** START SUPPLIED TEXT **
Did you even bother looking at that video you posted ?
If we keep selling off the farm then one day we don't have enough food to feed ourselves because it's all going o/s.
Then we have to impose export restrictions , then China gets angry about that, then they send some naval vessels to ensure they get "their" products and then what ?
I think I know who is going to win from then on.
Mate, regardless of whether the owner of the farm is Australian, Chinese, English or South African he or she will sell their produce to the highest bidder.
As I said earlier, do you really think the current generation of Aussie farmers are resisting the urge to export their produce because they have a duty to supply it cheaper to their countrymen? Offcourse not.
The answer is not restrictions on foreign ownership, any investment in the agricultural sector we can get is a good thing, if we want it to be more Australian owned, then more Aussies need to invest.
Can I ask, do you currently invest is the agricultural sector?
Added to that , how is 24 million private investors supposed to compete against State backed investment of 1 billion people ?
.
Do you have any information that suggests the farm acquisitions are state enterprises?
Any so called Chinese "private company" is a either a front for the State or a corrupt apparachik looking for a money laundering operation.
Well, that's just False.
There are plenty of private companies and loads of private investors.
It doesn't matter either way, the products and the profits go elsewhere.
It's a global economy, mercantilism is dead.
Tell that to the Chinese.
They are reforming faster than any European country did
Of course they are, with an authoritarian government in charge, everyone has to tow the line.
** END SUPPLIED TEXT **
** START ENTRIES **
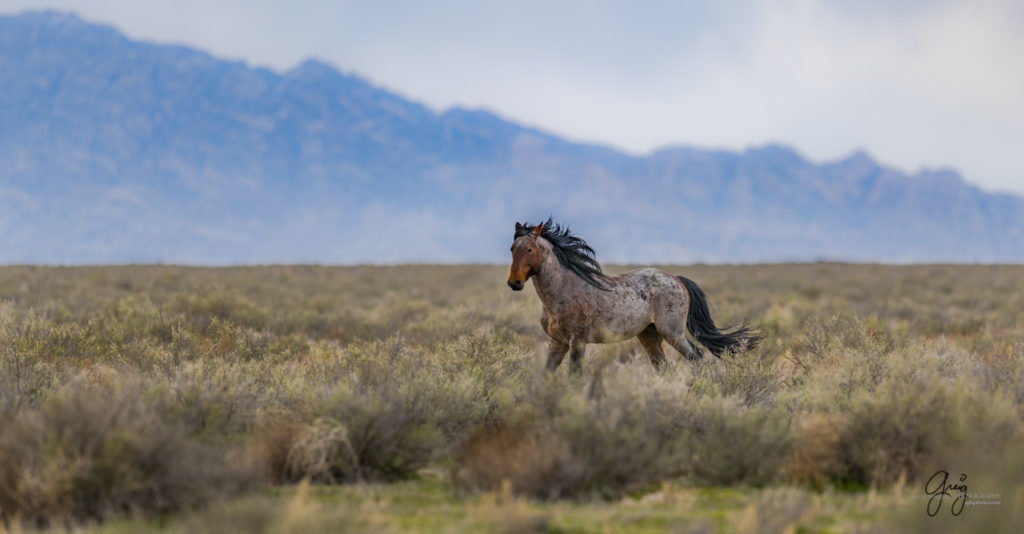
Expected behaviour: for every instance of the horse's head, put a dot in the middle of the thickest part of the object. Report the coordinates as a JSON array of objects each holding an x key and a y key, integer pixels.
[{"x": 526, "y": 255}]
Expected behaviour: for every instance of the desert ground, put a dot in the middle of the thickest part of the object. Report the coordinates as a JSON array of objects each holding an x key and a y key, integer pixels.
[{"x": 411, "y": 399}]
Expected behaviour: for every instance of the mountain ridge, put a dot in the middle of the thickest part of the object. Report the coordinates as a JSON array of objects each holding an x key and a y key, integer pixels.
[{"x": 126, "y": 151}]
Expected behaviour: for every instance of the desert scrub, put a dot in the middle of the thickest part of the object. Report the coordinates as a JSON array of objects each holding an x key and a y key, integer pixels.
[
  {"x": 102, "y": 446},
  {"x": 384, "y": 409},
  {"x": 872, "y": 376}
]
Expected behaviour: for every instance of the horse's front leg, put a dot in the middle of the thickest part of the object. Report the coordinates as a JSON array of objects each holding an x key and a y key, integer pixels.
[
  {"x": 576, "y": 357},
  {"x": 556, "y": 353}
]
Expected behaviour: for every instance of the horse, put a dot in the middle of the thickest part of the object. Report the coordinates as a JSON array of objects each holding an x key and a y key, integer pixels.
[{"x": 582, "y": 304}]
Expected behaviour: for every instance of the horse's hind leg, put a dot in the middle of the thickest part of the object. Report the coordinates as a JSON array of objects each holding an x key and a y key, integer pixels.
[
  {"x": 556, "y": 353},
  {"x": 576, "y": 357},
  {"x": 651, "y": 341},
  {"x": 685, "y": 347}
]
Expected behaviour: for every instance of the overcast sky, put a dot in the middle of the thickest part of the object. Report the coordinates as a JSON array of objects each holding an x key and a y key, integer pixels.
[{"x": 914, "y": 83}]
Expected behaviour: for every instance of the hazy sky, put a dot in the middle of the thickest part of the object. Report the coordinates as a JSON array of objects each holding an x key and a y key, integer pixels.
[{"x": 914, "y": 83}]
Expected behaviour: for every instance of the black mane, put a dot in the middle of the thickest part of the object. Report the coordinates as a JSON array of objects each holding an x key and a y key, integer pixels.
[{"x": 572, "y": 252}]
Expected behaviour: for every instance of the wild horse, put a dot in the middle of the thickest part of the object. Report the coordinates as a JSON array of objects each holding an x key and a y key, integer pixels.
[{"x": 582, "y": 304}]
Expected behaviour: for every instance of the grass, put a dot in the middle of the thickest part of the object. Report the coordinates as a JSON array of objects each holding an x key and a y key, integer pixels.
[{"x": 414, "y": 398}]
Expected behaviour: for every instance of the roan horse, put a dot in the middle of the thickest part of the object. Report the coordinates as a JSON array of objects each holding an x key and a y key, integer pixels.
[{"x": 582, "y": 304}]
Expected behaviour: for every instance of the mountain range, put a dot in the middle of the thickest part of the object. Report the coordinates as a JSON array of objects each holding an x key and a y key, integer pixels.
[{"x": 119, "y": 151}]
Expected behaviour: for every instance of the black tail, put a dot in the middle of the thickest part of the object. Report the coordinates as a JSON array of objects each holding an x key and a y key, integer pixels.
[{"x": 699, "y": 324}]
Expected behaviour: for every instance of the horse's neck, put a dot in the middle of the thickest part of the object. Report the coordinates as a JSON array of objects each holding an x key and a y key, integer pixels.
[{"x": 556, "y": 285}]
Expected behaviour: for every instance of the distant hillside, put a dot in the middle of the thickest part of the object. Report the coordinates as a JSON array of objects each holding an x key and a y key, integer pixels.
[{"x": 118, "y": 151}]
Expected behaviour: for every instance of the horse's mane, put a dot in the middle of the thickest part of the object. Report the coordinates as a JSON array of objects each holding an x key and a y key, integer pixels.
[{"x": 572, "y": 252}]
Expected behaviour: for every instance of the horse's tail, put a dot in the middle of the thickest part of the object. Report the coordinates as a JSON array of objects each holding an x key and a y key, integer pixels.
[{"x": 699, "y": 324}]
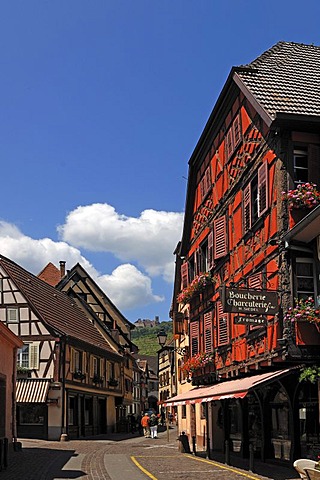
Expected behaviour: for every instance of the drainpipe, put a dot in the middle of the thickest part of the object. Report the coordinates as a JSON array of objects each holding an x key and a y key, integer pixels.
[{"x": 64, "y": 436}]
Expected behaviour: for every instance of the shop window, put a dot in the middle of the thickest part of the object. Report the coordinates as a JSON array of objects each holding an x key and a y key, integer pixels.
[
  {"x": 255, "y": 197},
  {"x": 31, "y": 414},
  {"x": 72, "y": 416},
  {"x": 28, "y": 356}
]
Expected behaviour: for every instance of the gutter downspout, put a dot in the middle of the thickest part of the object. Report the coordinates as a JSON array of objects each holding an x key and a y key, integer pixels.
[{"x": 64, "y": 435}]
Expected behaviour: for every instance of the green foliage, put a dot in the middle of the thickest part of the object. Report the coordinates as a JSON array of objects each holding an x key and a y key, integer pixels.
[
  {"x": 146, "y": 338},
  {"x": 310, "y": 374}
]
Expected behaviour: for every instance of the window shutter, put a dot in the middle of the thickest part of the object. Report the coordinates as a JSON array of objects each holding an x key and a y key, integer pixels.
[
  {"x": 92, "y": 366},
  {"x": 236, "y": 131},
  {"x": 210, "y": 249},
  {"x": 194, "y": 338},
  {"x": 184, "y": 275},
  {"x": 229, "y": 144},
  {"x": 84, "y": 362},
  {"x": 223, "y": 327},
  {"x": 207, "y": 177},
  {"x": 207, "y": 327},
  {"x": 220, "y": 237},
  {"x": 72, "y": 360},
  {"x": 247, "y": 208},
  {"x": 34, "y": 356},
  {"x": 262, "y": 188},
  {"x": 313, "y": 164}
]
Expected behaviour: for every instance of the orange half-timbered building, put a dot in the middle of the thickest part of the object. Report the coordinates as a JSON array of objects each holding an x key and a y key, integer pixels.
[{"x": 248, "y": 264}]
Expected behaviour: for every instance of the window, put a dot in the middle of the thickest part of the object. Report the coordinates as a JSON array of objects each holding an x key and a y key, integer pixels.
[
  {"x": 12, "y": 315},
  {"x": 28, "y": 356},
  {"x": 255, "y": 197},
  {"x": 220, "y": 237},
  {"x": 306, "y": 164},
  {"x": 205, "y": 183},
  {"x": 233, "y": 137},
  {"x": 223, "y": 325},
  {"x": 305, "y": 278},
  {"x": 300, "y": 165},
  {"x": 207, "y": 329},
  {"x": 194, "y": 338}
]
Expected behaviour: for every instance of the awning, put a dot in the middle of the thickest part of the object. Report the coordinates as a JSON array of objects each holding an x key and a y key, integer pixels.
[
  {"x": 307, "y": 229},
  {"x": 230, "y": 389},
  {"x": 32, "y": 390}
]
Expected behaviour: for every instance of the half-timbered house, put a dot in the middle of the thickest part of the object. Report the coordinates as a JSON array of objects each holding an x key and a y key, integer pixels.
[
  {"x": 69, "y": 367},
  {"x": 248, "y": 297}
]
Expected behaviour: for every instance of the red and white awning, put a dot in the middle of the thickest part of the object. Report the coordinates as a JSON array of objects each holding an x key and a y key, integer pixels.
[{"x": 238, "y": 388}]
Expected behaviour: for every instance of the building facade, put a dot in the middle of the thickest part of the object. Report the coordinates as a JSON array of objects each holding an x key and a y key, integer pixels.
[{"x": 247, "y": 267}]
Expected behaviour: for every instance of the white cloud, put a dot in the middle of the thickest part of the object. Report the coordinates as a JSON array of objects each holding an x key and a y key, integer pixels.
[
  {"x": 148, "y": 240},
  {"x": 127, "y": 287}
]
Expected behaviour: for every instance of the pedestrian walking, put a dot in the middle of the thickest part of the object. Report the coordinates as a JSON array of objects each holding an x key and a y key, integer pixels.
[
  {"x": 154, "y": 426},
  {"x": 145, "y": 422}
]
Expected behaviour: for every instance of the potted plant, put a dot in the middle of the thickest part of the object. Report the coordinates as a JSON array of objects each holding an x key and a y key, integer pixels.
[
  {"x": 305, "y": 195},
  {"x": 304, "y": 311},
  {"x": 197, "y": 285}
]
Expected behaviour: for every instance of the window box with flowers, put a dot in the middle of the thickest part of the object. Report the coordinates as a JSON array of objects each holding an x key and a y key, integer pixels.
[
  {"x": 197, "y": 285},
  {"x": 304, "y": 311},
  {"x": 302, "y": 199},
  {"x": 201, "y": 360}
]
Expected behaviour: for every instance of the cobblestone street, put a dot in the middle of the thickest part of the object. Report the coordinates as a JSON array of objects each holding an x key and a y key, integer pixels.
[{"x": 120, "y": 456}]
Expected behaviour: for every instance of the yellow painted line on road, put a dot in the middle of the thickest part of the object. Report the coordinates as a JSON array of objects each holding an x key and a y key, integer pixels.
[
  {"x": 135, "y": 461},
  {"x": 224, "y": 467}
]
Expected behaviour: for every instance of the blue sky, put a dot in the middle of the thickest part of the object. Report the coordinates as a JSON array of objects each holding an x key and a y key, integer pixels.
[{"x": 102, "y": 104}]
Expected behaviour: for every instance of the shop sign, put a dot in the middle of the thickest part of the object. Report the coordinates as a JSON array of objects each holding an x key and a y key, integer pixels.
[
  {"x": 244, "y": 320},
  {"x": 261, "y": 302}
]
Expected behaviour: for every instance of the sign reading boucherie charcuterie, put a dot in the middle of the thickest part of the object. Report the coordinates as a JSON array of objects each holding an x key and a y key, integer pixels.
[{"x": 236, "y": 300}]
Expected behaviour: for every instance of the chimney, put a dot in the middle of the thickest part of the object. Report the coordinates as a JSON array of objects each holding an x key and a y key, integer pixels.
[{"x": 62, "y": 268}]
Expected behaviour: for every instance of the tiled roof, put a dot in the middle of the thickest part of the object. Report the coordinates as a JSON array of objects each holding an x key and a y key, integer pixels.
[
  {"x": 285, "y": 78},
  {"x": 50, "y": 274},
  {"x": 55, "y": 308}
]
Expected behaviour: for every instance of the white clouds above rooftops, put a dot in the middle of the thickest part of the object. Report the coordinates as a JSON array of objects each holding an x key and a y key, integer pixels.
[{"x": 143, "y": 245}]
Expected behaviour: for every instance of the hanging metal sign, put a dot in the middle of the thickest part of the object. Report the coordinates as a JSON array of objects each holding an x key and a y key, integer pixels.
[
  {"x": 245, "y": 320},
  {"x": 261, "y": 302}
]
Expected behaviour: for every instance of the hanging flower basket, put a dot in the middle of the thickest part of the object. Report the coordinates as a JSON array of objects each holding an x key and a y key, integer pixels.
[
  {"x": 305, "y": 195},
  {"x": 304, "y": 311},
  {"x": 197, "y": 285},
  {"x": 201, "y": 360}
]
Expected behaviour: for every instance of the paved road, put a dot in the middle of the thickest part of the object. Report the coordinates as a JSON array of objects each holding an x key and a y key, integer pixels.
[{"x": 123, "y": 456}]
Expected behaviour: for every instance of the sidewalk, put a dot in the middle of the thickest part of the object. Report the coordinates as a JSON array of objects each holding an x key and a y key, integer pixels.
[{"x": 96, "y": 458}]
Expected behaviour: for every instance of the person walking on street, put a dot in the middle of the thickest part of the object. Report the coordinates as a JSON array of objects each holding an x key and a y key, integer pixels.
[
  {"x": 145, "y": 422},
  {"x": 154, "y": 426}
]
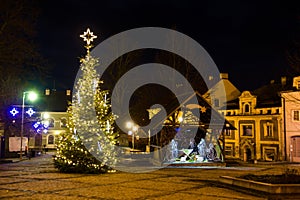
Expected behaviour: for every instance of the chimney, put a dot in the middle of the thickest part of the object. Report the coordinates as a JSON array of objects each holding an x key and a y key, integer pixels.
[
  {"x": 223, "y": 75},
  {"x": 283, "y": 80}
]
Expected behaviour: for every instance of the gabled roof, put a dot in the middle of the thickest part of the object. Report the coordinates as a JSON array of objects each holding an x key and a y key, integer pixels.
[{"x": 208, "y": 116}]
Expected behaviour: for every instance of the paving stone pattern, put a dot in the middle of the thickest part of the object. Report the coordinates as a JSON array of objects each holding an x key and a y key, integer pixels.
[{"x": 38, "y": 179}]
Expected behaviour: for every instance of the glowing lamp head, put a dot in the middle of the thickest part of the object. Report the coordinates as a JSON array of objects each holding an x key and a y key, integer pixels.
[
  {"x": 129, "y": 125},
  {"x": 32, "y": 96}
]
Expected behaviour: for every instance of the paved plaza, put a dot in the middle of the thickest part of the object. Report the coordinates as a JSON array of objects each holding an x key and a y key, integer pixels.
[{"x": 38, "y": 179}]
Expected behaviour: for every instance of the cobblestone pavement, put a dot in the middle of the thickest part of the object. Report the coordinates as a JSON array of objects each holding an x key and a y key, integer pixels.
[{"x": 37, "y": 179}]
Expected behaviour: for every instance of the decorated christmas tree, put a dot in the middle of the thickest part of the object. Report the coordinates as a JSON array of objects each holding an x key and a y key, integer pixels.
[{"x": 89, "y": 144}]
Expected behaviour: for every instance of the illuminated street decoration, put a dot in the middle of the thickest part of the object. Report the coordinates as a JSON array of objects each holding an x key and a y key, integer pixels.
[
  {"x": 14, "y": 112},
  {"x": 30, "y": 112},
  {"x": 88, "y": 36}
]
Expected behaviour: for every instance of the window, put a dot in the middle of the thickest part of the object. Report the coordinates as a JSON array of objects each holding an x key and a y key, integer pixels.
[
  {"x": 296, "y": 116},
  {"x": 63, "y": 123},
  {"x": 247, "y": 108},
  {"x": 229, "y": 150},
  {"x": 268, "y": 129},
  {"x": 247, "y": 130},
  {"x": 51, "y": 122},
  {"x": 217, "y": 102},
  {"x": 50, "y": 139}
]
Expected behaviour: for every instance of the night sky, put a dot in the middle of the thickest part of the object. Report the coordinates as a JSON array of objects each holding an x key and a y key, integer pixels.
[{"x": 247, "y": 39}]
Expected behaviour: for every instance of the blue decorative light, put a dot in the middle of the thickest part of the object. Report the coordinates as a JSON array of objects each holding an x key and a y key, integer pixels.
[
  {"x": 14, "y": 112},
  {"x": 30, "y": 112},
  {"x": 36, "y": 125}
]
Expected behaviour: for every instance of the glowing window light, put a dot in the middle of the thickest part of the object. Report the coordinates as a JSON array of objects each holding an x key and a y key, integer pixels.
[
  {"x": 30, "y": 112},
  {"x": 14, "y": 112}
]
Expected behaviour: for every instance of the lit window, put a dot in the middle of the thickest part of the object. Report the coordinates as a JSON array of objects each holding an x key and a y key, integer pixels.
[
  {"x": 68, "y": 92},
  {"x": 229, "y": 150},
  {"x": 216, "y": 102},
  {"x": 228, "y": 132},
  {"x": 63, "y": 122},
  {"x": 51, "y": 122},
  {"x": 50, "y": 139},
  {"x": 247, "y": 130},
  {"x": 268, "y": 129},
  {"x": 247, "y": 108},
  {"x": 296, "y": 116}
]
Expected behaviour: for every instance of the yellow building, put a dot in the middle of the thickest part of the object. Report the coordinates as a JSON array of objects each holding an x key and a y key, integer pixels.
[
  {"x": 291, "y": 121},
  {"x": 258, "y": 118}
]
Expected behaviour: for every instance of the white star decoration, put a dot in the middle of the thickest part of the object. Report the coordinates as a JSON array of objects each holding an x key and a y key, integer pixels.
[{"x": 88, "y": 36}]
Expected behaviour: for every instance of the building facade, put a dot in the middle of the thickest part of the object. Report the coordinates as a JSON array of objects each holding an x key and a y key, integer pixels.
[
  {"x": 259, "y": 130},
  {"x": 291, "y": 122}
]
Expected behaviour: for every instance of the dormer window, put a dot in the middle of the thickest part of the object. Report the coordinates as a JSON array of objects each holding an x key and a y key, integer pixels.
[
  {"x": 296, "y": 82},
  {"x": 247, "y": 109}
]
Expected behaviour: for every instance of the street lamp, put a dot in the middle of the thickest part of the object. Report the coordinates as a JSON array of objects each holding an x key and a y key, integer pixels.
[
  {"x": 133, "y": 128},
  {"x": 31, "y": 96}
]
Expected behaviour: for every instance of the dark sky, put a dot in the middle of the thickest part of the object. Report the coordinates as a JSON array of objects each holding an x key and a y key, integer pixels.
[{"x": 247, "y": 39}]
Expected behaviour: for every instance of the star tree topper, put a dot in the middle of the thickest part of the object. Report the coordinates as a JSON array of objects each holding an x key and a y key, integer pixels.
[{"x": 88, "y": 36}]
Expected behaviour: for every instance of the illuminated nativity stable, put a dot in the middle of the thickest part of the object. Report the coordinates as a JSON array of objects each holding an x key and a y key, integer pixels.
[{"x": 185, "y": 139}]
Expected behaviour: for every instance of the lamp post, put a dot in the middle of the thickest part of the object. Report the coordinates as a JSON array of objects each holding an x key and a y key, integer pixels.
[
  {"x": 31, "y": 96},
  {"x": 132, "y": 129}
]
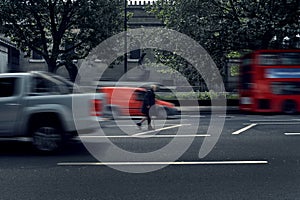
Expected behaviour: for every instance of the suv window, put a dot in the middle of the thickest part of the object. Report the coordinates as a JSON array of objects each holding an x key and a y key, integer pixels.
[
  {"x": 7, "y": 86},
  {"x": 43, "y": 86}
]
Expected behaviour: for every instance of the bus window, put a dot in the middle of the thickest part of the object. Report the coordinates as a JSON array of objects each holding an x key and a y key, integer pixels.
[
  {"x": 269, "y": 59},
  {"x": 290, "y": 59}
]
** END ENTRIES **
* [JOBS]:
**a)** Shift every coordinate in the answers by adding -72 to each value, and give the entries again, requests included, starting at the line containing "Expected behaviour: for every instance of the lamp" and ending with the last of the entries. Leave the pictures out.
**b)** Resume the discussion on foreign ownership of Australian farms from its final line.

* [RESULTS BY TASK]:
**a)**
Expected behaviour: for every instance of the lamp post, put a dot in the middle of the thickest part of the object. Report the coordinates as a JSON array of objects each holding an x key and a y key, integer pixels.
[
  {"x": -41, "y": 24},
  {"x": 60, "y": 57}
]
Expected behaviour: for every instance of the suv window, put a dot in the middle of the thickest part of the object. Report the coordinates as a JSON array of objects each holding an x key and a y key, integer pixels.
[
  {"x": -65, "y": 14},
  {"x": -29, "y": 14}
]
Expected behaviour: for every instance of the bus window, put a dot in the middle of the thickest part of the object. Report the coordinates as a JSON array of objects each holding an x key and a y key, integer pixels.
[
  {"x": 197, "y": -13},
  {"x": 218, "y": -13}
]

**b)**
But do you really think China will become a truly "free" market ? Of course it won't, the communists will still be in charge.
But that's got nothing to do with how the Chinese investors in Australia act, some of them have money to invest, and we have an under capitalised sector creating a vacuum that needs funds.
The Australia Future fund has net assets of $117 billion.
A part of that would fill the vacuum in agriculture investment.
The Kidman bid has been withdrawn....good on Scott Morrison for all but opposing this. If the Chinese want land in Australia, or anywhere else for that matter, let them sign 75-100 year leases.A bit of their own won't hurt them.
I hope they don't get any more pushy in the South China Sea. Deserted, tropical atols are being transformed into ugly, concrete miltary bases at a rapid clip. There's nothing that will stop them linking them up eventually. Bloody awful.
I hope they don't get any more pushy in the South China Sea. Deserted, tropical atols are being transformed into ugly, concrete miltary bases at a rapid clip. There's nothing that will stop them linking them up eventually. Bloody awful.
Can't wait to hear of the first storm surge that wipes it out....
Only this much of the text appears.